_RECORDS FOR THE EXERCISE:_
.....
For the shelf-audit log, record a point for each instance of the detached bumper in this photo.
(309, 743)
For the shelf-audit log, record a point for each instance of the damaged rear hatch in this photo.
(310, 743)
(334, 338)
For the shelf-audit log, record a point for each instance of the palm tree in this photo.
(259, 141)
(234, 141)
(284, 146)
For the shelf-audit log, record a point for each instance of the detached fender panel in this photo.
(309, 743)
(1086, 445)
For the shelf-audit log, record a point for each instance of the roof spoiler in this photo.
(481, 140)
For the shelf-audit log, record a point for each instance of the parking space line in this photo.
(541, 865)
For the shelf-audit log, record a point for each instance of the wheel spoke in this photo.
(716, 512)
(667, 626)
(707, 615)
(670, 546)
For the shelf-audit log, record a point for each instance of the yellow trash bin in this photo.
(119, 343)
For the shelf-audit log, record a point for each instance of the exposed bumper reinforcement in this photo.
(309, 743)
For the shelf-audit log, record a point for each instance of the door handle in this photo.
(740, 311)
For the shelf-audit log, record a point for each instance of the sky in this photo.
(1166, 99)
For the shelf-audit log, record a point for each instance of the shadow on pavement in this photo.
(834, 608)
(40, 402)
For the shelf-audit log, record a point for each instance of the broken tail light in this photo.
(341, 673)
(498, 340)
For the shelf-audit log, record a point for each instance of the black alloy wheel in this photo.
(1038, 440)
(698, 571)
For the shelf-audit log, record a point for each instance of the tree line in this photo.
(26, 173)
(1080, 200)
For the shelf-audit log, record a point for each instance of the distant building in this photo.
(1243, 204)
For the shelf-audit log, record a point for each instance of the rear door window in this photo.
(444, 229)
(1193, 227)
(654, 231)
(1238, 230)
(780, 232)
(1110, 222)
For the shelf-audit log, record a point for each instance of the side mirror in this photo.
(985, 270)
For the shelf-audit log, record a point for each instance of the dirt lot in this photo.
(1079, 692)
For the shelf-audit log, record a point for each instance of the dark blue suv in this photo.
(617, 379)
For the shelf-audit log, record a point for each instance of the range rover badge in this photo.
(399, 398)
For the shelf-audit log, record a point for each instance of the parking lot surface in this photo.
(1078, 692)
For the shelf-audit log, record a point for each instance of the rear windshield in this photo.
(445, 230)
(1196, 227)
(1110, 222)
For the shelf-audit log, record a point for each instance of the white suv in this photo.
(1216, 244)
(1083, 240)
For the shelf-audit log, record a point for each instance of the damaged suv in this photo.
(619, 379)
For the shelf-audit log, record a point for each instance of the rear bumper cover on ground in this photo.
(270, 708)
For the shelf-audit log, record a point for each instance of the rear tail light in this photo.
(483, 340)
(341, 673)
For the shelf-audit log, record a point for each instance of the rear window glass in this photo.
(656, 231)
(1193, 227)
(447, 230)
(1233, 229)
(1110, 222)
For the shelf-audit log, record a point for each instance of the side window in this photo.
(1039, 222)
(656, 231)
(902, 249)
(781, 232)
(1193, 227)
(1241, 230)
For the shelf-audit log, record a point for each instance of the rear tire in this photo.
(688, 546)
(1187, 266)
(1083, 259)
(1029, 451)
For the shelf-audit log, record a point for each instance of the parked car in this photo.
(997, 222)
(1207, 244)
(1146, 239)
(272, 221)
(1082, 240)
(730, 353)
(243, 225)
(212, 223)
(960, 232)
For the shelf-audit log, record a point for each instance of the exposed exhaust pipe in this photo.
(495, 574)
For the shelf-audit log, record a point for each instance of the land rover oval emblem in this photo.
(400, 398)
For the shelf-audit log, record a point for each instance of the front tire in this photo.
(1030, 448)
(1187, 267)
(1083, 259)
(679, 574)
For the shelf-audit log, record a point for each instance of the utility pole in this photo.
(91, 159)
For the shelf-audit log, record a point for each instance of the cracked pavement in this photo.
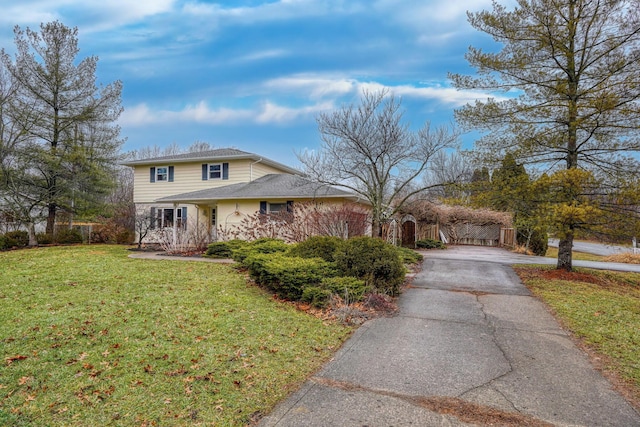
(470, 346)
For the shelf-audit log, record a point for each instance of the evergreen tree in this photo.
(68, 120)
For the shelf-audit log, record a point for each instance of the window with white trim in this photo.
(162, 173)
(276, 207)
(215, 171)
(164, 217)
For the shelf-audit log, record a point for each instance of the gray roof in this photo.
(272, 186)
(217, 155)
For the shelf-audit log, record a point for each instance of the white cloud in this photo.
(92, 15)
(271, 11)
(201, 113)
(312, 86)
(273, 113)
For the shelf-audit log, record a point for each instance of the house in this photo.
(212, 191)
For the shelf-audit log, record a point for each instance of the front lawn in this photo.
(602, 308)
(91, 337)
.....
_WHAT THE TASK REQUIRES:_
Copy the listing above word for word, leaving out the pictures.

_SOLUTION FOR THIS PROBLEM:_
For the shelf-audit log, record a point for each instance of the detached bumper in this photo.
(309, 743)
For the shelf-audit log, record a point for each instance of the damaged rear hatch in this photo.
(310, 743)
(334, 338)
For the shelf-audit log, record a point for each instance of the palm tree in this photo.
(259, 141)
(234, 141)
(284, 146)
For the shelf-audit log, record a point for each instance of the detached fender panel in this photo.
(309, 743)
(1086, 445)
For the shelf-audit log, record a point for each instance of the roof spoiler in this photo.
(481, 140)
For the shelf-audit log, record a point for each instance of the parking space line in this photo.
(541, 865)
For the shelf-audit log, record a point for each instance of the wheel spoke in this photo.
(716, 512)
(667, 626)
(707, 615)
(670, 546)
For the shelf-audit log, record a point for each instance of the yellow trash bin in this photo.
(119, 343)
For the shelf-audit log, record a point for each instance of the exposed bumper reinforcement in this photo.
(309, 743)
For the shelf-audit log, record a point for each instance of the door handle in this photo.
(740, 311)
For the shelf-audit log, record a point for each instance of the sky in this photo.
(1166, 99)
For the shelf-audit log, record a point for each instance of the shadow on pavement in this photo.
(834, 608)
(40, 402)
For the shelf-audit log, record a point for each instance of the broken tail light in this photo.
(341, 673)
(498, 340)
For the shelf-audit log, record a point for each instance of the black alloy wheel in this photo.
(1038, 440)
(698, 571)
For the shelf-audit log, record a point for each instance of the tree line in this photo.
(26, 173)
(1080, 200)
For the shelf-audit log, record a point for each instance of the distant building in this photo.
(1243, 204)
For the shelf-audit log, record a point for each instance of the rear door window in this photo.
(444, 229)
(1193, 227)
(654, 231)
(1238, 230)
(780, 232)
(1110, 222)
For the shelf-audit log, record a point for each instance of the side mirror in this photo.
(985, 270)
For the shelf-audit log, record a point for each instance of the dirt lot in this photo.
(1079, 692)
For the shelf-audit log, record a point for each instance of the dark blue suv in this photo.
(617, 379)
For the shelf-audit log, record a point for each instance of the range rover badge in this photo.
(399, 398)
For the shelf-audit log, record a point for each instance of the parking lot surface in this photo.
(1078, 692)
For the shelf-audit log, record a point for each instance of the rear windshield in this photo.
(445, 230)
(1196, 227)
(1110, 222)
For the shelf-audit log, record a point for each instance of the white suv in this photo.
(1216, 244)
(1083, 240)
For the shelf-audit log, record a point for each instance of the damaged suv in this photo.
(619, 379)
For the shelf-audit log, record a point for each instance of the rear bumper cover on ground in this photo.
(270, 708)
For the shelf-audit log, record a point for each instance of the rear tail light in this photo.
(483, 340)
(341, 673)
For the shelf-audit log, record a point for each instance of the rear window glass in this photo.
(656, 231)
(1193, 227)
(447, 230)
(1233, 229)
(1110, 222)
For the shelf-audit log, record a point for each instance of the side window in this photo.
(1039, 222)
(656, 231)
(902, 249)
(781, 232)
(1193, 227)
(1241, 230)
For the shelf-audit log, record a point for each instance of the rear tire in this photo.
(688, 546)
(1187, 266)
(1083, 259)
(1029, 451)
For the shelf-audit log, record a point for each instance of the parked car in this photo.
(997, 222)
(1207, 244)
(1146, 239)
(272, 221)
(1082, 240)
(730, 353)
(243, 225)
(212, 223)
(960, 232)
For the shelf-audit log, record a point for each instance of the exposed exhaust pipe in this photo.
(495, 574)
For the shelf-audit log, record a point for each instance of the land rover oval emblem in this photo.
(400, 398)
For the shelf-audit log, record a point for each instance of the front tire in this photo.
(1030, 448)
(1187, 267)
(1083, 259)
(679, 574)
For the shelf-audit log, record a point for each instance of the utility pole in this photo.
(91, 159)
For the shelf-audit log, record a point for each instance of the cracked pavement in this photo.
(470, 346)
For the shelf-audit log, record a point for each instance of the evergreen tree in this photo.
(68, 120)
For the shelf-audit log, record a point for each instance of the window with white trim in this photo.
(162, 173)
(276, 207)
(215, 171)
(164, 217)
For the shelf-audit log, record a point for each instance of the gray roof in this photo.
(272, 186)
(217, 155)
For the shelf-audit log, record a point for each instance of the white cloud in this photo.
(92, 15)
(271, 11)
(201, 113)
(312, 86)
(273, 113)
For the shelf-audit log, record a point for each instance of the house in this photo.
(212, 191)
For the shelf-audit log, record a point for each instance of the front lawn in this photo.
(602, 308)
(91, 337)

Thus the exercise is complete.